Entries on locating named things
--
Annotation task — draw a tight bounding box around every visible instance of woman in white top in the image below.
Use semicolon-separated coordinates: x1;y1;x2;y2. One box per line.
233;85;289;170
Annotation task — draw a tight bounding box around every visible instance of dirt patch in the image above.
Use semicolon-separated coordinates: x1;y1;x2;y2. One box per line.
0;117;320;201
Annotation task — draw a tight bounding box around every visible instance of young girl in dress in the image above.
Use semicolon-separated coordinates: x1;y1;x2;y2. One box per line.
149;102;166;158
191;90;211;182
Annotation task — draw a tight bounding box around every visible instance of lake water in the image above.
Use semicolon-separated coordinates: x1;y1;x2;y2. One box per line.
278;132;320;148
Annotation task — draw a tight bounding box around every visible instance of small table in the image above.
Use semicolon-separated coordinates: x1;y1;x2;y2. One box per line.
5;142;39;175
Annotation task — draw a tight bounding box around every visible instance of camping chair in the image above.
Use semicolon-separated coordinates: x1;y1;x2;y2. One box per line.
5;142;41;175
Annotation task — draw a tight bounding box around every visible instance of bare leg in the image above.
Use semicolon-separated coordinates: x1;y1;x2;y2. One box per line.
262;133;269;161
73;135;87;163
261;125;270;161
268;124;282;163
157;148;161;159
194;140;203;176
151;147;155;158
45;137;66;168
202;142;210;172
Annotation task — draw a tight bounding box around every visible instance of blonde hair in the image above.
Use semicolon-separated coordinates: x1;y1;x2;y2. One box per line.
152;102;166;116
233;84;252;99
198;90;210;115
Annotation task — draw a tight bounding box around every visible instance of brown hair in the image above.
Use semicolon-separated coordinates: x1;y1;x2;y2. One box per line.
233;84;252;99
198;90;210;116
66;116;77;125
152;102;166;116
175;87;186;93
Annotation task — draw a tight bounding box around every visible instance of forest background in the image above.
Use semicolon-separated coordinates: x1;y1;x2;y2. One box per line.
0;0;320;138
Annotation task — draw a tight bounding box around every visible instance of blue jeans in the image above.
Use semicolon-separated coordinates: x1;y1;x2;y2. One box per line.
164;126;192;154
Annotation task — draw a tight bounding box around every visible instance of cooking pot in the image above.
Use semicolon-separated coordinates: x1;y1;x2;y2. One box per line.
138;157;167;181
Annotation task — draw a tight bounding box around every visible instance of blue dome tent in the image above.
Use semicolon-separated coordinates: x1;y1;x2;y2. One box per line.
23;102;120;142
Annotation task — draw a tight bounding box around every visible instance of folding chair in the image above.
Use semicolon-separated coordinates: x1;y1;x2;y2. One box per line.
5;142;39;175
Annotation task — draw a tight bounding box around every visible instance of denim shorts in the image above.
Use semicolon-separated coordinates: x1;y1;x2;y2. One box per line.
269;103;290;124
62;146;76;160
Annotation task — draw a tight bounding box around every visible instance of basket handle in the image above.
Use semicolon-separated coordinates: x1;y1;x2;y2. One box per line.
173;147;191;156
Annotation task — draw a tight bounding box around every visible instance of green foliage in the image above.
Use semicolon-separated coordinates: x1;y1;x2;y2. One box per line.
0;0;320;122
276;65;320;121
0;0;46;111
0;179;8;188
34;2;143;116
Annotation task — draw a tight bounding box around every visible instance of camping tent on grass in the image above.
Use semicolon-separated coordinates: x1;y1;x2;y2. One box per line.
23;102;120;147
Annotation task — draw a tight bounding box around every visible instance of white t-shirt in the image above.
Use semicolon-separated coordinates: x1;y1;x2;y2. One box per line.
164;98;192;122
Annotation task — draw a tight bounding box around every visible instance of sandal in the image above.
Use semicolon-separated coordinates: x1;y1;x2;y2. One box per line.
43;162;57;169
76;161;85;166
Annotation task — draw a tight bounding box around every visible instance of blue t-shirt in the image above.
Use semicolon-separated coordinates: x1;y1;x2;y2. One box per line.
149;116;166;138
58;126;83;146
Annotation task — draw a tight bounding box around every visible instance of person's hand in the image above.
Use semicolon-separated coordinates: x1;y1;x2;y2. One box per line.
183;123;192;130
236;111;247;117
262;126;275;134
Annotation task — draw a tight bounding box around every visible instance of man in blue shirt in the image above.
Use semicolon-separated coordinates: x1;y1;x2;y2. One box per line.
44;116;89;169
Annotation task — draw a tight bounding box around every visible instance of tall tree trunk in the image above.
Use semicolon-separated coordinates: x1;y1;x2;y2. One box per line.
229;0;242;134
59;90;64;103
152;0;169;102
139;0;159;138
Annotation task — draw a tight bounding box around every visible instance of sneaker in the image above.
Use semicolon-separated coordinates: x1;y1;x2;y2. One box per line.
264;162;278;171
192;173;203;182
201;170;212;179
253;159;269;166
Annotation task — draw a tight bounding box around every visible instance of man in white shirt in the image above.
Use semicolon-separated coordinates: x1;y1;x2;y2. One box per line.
--
Duplicate every item above line for line, leaving each one unchanged.

Annotation task — draw a tight bounding box around every visible instance of woman in white top in the image below.
Use semicolon-separated coordinates: x1;y1;x2;y2. One box per line.
233;85;289;170
Annotation task — draw a tight bounding box around every visible instance of dirt patch in the image above.
Use semicolon-separated coordinates: x1;y1;x2;y2. One box per line.
0;117;320;201
Annotation task — draw a tight bounding box around every visible instance of young girl in dress in the image above.
Use semicolon-separated coordinates: x1;y1;x2;y2. One box per line.
149;102;166;158
191;90;211;182
Annotation task — draw a tight bounding box around every visible instance of lake water in the image above.
Use semicolon-separated coordinates: x1;y1;x2;y2. One box per line.
278;132;320;148
Annotation task — draw a tight bounding box around every visible instance of small table in the image above.
Use semicolon-separated coordinates: x1;y1;x2;y2. One box per line.
5;142;39;175
Annotation task — draw a tight bounding box around every visible instance of camping chair in the image above.
Use semicolon-separated coordinates: x1;y1;x2;y2. One box per line.
5;142;41;175
Annotation task — draw a tight bounding box around every visible instance of bare leg in the image above.
Use semicolon-separated coordinates: x1;y1;x2;y2. One box per line.
262;133;269;161
73;135;87;163
261;125;270;161
268;124;282;163
157;148;161;159
194;140;203;176
151;147;155;158
45;137;66;168
202;142;210;172
Annotation task — draw a tight bounding box around every visible instance of blonde hair in the image above.
Use semicolon-separated coordinates: x1;y1;x2;y2. One box per line.
152;102;166;116
233;84;252;99
198;90;210;115
Annotation task — draw a tight bounding box around every visible instance of brown hair in the image above.
Use semicolon-separated coordinates: x1;y1;x2;y2. One box per line.
233;84;252;99
198;90;210;116
66;116;77;125
152;102;166;116
175;87;186;93
Annotation task — draw a tight bounding box around every visible instance of forest background in the image above.
Use semicolon-separated coordinates: x1;y1;x2;y2. One box per line.
0;0;320;138
Annotation task — draw a tight bounding box around every visible instance of blue jeans in the image above.
Use semicolon-separated coordinates: x1;y1;x2;y2. One box per line.
164;126;192;154
Annotation task — draw a tight bounding box around every visible instance of cooking pot in the image above.
Use semicolon-separated coordinates: x1;y1;x2;y2. One box per line.
138;157;167;181
Annotation task — draw a tight bounding box around every visible instance of blue dome tent in the image above.
Use semicolon-separated coordinates: x1;y1;x2;y2. One box per line.
23;102;120;142
Annotation task — draw a tight bounding box around every visible instance of folding chair in the image above.
Use semicolon-separated coordinates: x1;y1;x2;y2. One box per line.
5;142;39;175
Annotation task — draw a tight bounding box around every visible instance of denim shorts in the image above.
Use semicolon-separated coordinates: x1;y1;x2;y2. One box per line.
269;103;290;124
62;146;76;160
Annotation task — draw a tight bounding box around every visible instance of basket handle in the image above.
Use semicolon-separated coordinates: x1;y1;x2;y2. One box per line.
173;147;191;156
Annotation task — draw a tight bounding box around every visible instance of green foliage in the image above.
Use semicolon-separated coordinates: x1;y1;x2;y2. One box per line.
0;0;320;122
276;65;320;121
0;0;46;111
0;179;8;188
34;2;143;116
Annotation task — draw a tight bounding box around every visible instance of camping tent on grass in the image above.
Use semicolon-separated coordinates: x1;y1;x2;y2. One box per line.
23;102;120;147
Annotation task — draw a tight bounding box around every visible instance of white t-shirt in the image above.
Use semicolon-separated coordinates: x1;y1;x2;y2. One box per line.
164;98;192;122
Annotation task — draw a tight bounding box around every visible instance of sandal in the image above.
Use semicolon-separated coordinates: x1;y1;x2;y2. One box per line.
43;162;57;169
76;161;85;166
Annotation task — draw a tight bounding box around every visible instance of blue t-shirt in the image above.
Use semicolon-separated coordinates: x1;y1;x2;y2. One box per line.
149;116;166;138
58;126;83;146
Annotation task — draw a tight bounding box around every visible instance of person's hand in the image above.
Use semicolon-separated coordinates: x1;y1;x2;y2. One box per line.
183;123;192;130
236;111;247;117
262;126;275;134
Annotation task — draw a tight bounding box around every visible instance of man in blue shirt in the image above.
Use semicolon-separated coordinates: x1;y1;x2;y2. One box per line.
44;116;89;169
Annotation task — draw a tight bounding box around every visible instance of tall tree trunk in the image above.
Use semicolon-separated coordinates: x1;y1;x2;y2. One box per line.
229;0;242;134
59;90;64;103
152;0;169;102
139;0;159;138
Annotation task — draw a tight bounding box around every visible instance of sneaker in the image above.
Use semicolon-separated coordinates: x1;y1;x2;y2. One box per line.
264;162;278;171
192;173;203;182
201;170;212;179
253;159;269;166
Annotation task — draw a tight bounding box around every visible instance of man in white shirt in the image above.
Use semicolon-separated coordinates: x1;y1;x2;y2. One box per line.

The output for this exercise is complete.